__REQUIREMENT__. Locate each line in the rows below that contains the word "loose", treating uppercase and lowercase as different, and copy every such line.

(Beginning of EXTRACTED RECORDS)

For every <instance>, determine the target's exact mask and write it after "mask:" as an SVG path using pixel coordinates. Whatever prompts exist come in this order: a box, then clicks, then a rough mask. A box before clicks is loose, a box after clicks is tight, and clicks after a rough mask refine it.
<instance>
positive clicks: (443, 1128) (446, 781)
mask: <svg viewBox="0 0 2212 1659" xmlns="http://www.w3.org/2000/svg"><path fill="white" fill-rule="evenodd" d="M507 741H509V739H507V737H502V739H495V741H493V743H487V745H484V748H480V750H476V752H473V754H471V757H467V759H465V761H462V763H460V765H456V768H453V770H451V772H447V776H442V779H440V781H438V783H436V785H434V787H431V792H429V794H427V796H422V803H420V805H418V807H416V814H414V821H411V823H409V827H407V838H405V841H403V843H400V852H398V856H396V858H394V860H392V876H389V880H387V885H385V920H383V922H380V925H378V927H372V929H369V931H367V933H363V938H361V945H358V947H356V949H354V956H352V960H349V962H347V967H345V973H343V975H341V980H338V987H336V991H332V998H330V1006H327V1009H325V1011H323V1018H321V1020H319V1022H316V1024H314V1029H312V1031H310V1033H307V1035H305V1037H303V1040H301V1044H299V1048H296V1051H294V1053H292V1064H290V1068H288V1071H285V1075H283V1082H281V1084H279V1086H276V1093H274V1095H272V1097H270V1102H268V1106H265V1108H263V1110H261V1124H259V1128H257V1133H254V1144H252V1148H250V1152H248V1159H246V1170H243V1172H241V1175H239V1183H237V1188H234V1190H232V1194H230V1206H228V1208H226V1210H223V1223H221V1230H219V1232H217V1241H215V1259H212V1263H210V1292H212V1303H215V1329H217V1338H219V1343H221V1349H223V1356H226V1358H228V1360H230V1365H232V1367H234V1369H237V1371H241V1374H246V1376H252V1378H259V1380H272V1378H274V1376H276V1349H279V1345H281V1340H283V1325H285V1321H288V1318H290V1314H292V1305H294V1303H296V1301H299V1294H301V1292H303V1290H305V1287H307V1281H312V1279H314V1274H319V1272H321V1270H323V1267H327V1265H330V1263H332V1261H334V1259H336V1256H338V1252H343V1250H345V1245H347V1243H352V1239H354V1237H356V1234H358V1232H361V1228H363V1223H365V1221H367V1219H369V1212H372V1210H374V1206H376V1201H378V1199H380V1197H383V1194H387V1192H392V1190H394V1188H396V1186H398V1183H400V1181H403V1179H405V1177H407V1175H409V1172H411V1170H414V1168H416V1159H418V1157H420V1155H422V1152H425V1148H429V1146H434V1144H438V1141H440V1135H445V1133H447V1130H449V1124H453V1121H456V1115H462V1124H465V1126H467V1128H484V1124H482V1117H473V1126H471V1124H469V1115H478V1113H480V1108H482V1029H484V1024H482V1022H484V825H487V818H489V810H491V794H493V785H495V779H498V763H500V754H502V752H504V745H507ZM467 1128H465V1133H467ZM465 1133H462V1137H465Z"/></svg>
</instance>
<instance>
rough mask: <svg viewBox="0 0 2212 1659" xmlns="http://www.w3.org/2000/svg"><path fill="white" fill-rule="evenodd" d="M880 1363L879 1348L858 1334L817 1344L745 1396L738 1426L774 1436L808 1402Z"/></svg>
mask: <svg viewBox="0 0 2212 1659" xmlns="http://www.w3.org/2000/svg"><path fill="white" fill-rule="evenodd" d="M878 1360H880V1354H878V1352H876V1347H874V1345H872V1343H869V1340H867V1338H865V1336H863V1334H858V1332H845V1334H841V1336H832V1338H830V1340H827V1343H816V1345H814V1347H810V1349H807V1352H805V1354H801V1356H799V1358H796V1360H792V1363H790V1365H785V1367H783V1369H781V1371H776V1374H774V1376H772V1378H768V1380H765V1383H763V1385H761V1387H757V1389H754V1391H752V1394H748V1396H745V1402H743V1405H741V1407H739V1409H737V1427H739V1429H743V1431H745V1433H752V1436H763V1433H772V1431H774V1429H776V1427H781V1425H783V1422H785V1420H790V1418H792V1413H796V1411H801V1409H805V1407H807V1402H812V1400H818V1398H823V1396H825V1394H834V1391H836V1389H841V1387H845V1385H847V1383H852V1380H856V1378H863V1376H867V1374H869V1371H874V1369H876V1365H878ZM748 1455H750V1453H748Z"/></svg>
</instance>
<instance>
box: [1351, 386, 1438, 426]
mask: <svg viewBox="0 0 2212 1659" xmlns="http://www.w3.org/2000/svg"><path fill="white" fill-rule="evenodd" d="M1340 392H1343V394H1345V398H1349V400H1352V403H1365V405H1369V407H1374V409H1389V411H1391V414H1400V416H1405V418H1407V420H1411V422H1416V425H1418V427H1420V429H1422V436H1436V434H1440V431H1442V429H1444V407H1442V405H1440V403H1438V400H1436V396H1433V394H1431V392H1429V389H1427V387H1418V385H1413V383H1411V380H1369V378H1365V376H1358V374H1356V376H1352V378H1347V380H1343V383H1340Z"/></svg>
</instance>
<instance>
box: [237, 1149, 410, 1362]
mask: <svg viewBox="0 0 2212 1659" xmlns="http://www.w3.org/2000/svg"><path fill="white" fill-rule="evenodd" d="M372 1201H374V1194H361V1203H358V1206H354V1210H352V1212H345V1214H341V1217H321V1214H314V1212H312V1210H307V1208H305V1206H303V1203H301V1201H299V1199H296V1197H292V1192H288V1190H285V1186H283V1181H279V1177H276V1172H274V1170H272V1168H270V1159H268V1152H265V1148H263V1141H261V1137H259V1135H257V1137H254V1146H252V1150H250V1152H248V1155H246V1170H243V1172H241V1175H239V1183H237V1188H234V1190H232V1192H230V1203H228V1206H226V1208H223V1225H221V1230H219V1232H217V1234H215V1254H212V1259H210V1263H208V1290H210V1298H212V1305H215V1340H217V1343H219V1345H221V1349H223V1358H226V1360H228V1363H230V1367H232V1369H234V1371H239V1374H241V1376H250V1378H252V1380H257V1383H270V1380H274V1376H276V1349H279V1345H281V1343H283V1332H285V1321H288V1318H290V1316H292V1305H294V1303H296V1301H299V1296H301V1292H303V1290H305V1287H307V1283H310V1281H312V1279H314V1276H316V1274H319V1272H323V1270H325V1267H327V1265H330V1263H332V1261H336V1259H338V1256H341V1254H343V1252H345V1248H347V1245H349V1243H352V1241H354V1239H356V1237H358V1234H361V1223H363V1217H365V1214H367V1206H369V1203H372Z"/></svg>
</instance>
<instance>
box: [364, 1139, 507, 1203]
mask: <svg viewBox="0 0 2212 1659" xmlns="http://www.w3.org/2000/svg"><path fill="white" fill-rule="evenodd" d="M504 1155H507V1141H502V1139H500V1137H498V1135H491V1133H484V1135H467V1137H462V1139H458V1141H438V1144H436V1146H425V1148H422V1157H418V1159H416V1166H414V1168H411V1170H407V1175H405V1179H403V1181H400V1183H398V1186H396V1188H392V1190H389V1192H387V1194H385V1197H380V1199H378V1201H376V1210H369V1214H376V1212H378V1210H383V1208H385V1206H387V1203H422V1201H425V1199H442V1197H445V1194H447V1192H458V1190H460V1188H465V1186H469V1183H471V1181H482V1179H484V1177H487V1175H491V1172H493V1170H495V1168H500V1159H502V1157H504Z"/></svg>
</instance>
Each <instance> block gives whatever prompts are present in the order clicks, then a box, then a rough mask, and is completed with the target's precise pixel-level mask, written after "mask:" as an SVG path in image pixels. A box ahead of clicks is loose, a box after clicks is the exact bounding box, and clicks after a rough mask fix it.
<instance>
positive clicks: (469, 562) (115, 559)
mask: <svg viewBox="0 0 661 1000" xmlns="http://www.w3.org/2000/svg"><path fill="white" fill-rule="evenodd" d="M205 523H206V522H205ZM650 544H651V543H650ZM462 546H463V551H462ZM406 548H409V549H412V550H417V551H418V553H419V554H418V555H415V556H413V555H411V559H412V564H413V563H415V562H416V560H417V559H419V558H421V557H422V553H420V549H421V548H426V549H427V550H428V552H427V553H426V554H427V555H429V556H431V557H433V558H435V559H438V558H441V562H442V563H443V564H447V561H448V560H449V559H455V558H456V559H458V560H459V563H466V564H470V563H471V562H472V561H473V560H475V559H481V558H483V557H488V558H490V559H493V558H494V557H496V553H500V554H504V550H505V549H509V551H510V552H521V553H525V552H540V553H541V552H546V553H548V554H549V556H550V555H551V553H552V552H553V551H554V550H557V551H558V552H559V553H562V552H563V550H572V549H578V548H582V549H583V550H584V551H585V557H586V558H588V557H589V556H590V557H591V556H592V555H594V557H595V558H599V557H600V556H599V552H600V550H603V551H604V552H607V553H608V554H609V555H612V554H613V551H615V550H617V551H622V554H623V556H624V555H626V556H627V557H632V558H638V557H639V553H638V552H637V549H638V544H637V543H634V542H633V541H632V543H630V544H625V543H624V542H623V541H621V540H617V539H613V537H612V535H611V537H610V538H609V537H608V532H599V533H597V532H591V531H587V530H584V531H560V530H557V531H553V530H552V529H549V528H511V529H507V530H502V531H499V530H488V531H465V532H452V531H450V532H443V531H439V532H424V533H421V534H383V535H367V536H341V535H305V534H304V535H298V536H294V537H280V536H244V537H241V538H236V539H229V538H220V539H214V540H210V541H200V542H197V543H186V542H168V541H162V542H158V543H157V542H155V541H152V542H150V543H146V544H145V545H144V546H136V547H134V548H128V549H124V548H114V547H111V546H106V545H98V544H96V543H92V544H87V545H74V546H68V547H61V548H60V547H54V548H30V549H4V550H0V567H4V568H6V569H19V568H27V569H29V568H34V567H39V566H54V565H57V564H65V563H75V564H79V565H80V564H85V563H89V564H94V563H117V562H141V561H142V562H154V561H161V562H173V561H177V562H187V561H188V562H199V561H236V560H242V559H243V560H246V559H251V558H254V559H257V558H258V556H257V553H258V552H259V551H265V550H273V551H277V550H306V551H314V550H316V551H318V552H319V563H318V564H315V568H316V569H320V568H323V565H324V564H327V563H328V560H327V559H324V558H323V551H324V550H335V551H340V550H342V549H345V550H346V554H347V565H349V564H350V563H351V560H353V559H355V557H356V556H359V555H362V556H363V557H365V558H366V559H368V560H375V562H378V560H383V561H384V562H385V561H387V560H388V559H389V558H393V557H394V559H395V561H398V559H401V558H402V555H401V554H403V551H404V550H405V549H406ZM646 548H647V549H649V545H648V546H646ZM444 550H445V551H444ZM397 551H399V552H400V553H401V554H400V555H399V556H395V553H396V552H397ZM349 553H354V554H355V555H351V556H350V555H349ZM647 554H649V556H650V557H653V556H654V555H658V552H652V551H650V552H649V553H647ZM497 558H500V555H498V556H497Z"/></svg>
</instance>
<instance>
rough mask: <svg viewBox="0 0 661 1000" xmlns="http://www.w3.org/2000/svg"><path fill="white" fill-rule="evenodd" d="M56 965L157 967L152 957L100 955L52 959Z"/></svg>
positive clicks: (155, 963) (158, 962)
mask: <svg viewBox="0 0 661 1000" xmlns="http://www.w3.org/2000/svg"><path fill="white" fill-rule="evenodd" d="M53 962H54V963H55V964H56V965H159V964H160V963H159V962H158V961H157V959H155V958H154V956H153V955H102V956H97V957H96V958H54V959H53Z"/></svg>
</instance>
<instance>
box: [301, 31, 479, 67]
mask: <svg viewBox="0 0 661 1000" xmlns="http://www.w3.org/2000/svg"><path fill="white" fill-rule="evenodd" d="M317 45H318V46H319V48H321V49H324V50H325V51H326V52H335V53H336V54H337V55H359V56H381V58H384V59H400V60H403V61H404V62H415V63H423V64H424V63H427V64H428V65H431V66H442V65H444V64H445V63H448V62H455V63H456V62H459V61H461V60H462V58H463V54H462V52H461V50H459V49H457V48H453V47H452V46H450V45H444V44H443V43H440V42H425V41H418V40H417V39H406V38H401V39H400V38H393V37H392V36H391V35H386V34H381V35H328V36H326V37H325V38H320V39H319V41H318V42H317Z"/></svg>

(End of EXTRACTED RECORDS)

__EXERCISE OUTPUT__.
For every <instance>, determine the target's exact mask and write it after "mask:" as an SVG path using pixel coordinates. Whatever prompts exist come in this order: a box, then clicks, then a rough mask. A box before clicks is loose, a box after clicks is tight, and clicks after a rough mask refine it.
Each <instance> block gives whatever prompts are present in the order clicks, then a box, then a rough mask, and is completed with the target's precise pixel-level mask, written after "mask:" as an SVG path in image pixels. A box ahead of clicks is loose, a box after clicks is the exact bounding box, and clicks after a rough mask fix it.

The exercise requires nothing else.